Extract —
MAR 01, 2022 12:00 PM PST

Chanda Prescod-Weinstein: Theoretical Physicist and Feminist Theorist

WRITTEN BY: Hannah Daniel

When Chanda Prescod-Weinstein earned her Ph.D. from the University of Waterloo (Canada), she became the 54th Black American woman ever to earn a P.h. D. from a department of physics.

Dr. Prescod-Weinstein is an assistant professor of Physics and core faculty member in Women and Gender Studies at the University of New Hampshire. She has also received a Dr. Martin Luther King, Jr. Postdoctoral fellowship from the Massachusetts Institute of Technology and a research associate position in the High Energy Theory Group of the Department of Physics at the University of Washington. She was also a part of the NASA postdoctoral program fellowship at the Goddard Flight Space Center.

Images from Chanda Prescod-Weinstein, Ph.D.

“Today, I am a nonlinear combination of theoretical particle physicist, particle cosmology theorist, theoretical cosmologist, and particle astrophysicist,” she explains in a short biography.

Dr. Prescod-Weinstein studies axions, theoretical particles that are a probable candidate for dark matter. Dark matter is an elusive type of matter we have yet to encounter but seems to account for the discrepancies within our understanding of the universe, and axions are theoretical particles that are predicted to “answer” the charge-parity problem of the Standard Model of particle physics.

In 1977, researchers  Helen Quinn and Roberto Pecci proposed the solution of a currently unknown field that would imply the existence of a new particle called an “axion.” Axions don’t have any quantum mechanical spin and have very little mass (almost zero).

In this theory, axions would make up a lot of the universe, so much so that they might even account for dark matter—thus making them a good candidate for dark matter. Dr. Prescod-Weinstein’s recent studies focus on whether axions can form masses that can act like a single particle, an exotic matter phase called a Bose-Einstein condensate. Understanding this function of axions has implications for how the universe was formed.

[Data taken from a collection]
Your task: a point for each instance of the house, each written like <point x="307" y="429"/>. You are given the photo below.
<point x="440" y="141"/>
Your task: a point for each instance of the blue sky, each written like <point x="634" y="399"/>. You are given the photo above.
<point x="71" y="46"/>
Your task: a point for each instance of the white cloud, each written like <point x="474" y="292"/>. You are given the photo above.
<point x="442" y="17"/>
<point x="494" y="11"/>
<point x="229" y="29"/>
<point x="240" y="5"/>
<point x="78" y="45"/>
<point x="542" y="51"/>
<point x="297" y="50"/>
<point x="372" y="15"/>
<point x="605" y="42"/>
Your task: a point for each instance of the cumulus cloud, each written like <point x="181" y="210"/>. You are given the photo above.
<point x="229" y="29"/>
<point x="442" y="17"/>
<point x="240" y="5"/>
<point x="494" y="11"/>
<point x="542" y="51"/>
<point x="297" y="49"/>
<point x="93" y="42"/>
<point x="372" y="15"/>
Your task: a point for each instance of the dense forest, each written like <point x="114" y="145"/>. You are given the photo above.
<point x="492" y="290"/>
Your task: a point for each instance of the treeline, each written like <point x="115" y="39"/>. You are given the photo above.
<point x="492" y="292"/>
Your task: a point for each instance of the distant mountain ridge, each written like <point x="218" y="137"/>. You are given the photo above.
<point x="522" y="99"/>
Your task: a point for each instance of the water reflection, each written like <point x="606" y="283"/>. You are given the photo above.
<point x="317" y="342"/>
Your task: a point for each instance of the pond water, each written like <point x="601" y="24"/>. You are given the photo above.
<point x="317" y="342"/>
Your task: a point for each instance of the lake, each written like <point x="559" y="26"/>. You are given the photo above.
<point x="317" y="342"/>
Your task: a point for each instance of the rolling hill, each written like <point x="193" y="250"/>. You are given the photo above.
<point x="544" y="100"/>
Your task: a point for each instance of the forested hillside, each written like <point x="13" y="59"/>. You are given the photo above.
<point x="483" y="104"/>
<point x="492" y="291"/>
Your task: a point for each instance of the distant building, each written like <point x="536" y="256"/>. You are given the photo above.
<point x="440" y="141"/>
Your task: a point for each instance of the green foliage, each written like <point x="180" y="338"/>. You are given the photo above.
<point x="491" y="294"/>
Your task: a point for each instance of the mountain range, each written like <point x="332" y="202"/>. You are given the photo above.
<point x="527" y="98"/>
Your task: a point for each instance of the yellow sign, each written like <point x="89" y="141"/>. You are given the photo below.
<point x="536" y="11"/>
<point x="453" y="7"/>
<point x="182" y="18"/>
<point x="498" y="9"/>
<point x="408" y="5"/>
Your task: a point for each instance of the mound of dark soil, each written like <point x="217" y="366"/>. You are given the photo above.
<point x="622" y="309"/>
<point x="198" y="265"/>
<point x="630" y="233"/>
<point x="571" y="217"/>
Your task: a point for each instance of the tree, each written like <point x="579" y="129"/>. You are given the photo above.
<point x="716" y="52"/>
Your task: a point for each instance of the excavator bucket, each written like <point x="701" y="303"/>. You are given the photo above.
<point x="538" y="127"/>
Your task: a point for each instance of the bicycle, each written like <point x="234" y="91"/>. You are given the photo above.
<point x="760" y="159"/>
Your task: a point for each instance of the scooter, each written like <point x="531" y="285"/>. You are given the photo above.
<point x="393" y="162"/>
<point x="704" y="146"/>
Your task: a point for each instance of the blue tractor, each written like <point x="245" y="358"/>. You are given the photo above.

Complete the following —
A) Using the profile of Chanda Prescod-Weinstein, decide whether each statement agrees with it: (i) She earned her Ph.D. from the University of Washington. (ii) Axions have almost no mass. (iii) Helen Quinn and Roberto Pecci made their proposal in 1977. Answer yes or no for each, quoting the words from the profile that decide it.
B) Pick up the profile of Chanda Prescod-Weinstein after its final sentence and keep writing it.

Outputs for the tasks —
A)
(i) No: "When Chanda Prescod-Weinstein earned her Ph.D. from the University of Waterloo (Canada)"
(ii) Yes: "have very little mass (almost zero)"
(iii) Yes: "In 1977"

B)
Dr. Prescod-Weisntein’s identity will always be central to her work and studies. She is a citizen of Barbados and the United States and a proud decedent of Afro-Caribbean and Jewish immigrants.

“Because science is a human endeavor, I am constantly working to ensure that everyone has an equitable opportunity to participate,” Prescod-Weinstein writes on her website.

She is a committee chair of the National Society of Black Physicists (as well as holding other executive roles in the past). She is an active member of the National Society of Hispanic Physicists and Society for the Advancement of Chicanos/Hispanics and Native Americans in the Sciences.

She is a founding member of the American Astronomical Society Committee for Sexual Orientation and Gender Minorities in Astronomy. She has used her religion to support peace and justice as a member of the Jewish Voice for Peace Academic Advisory Council.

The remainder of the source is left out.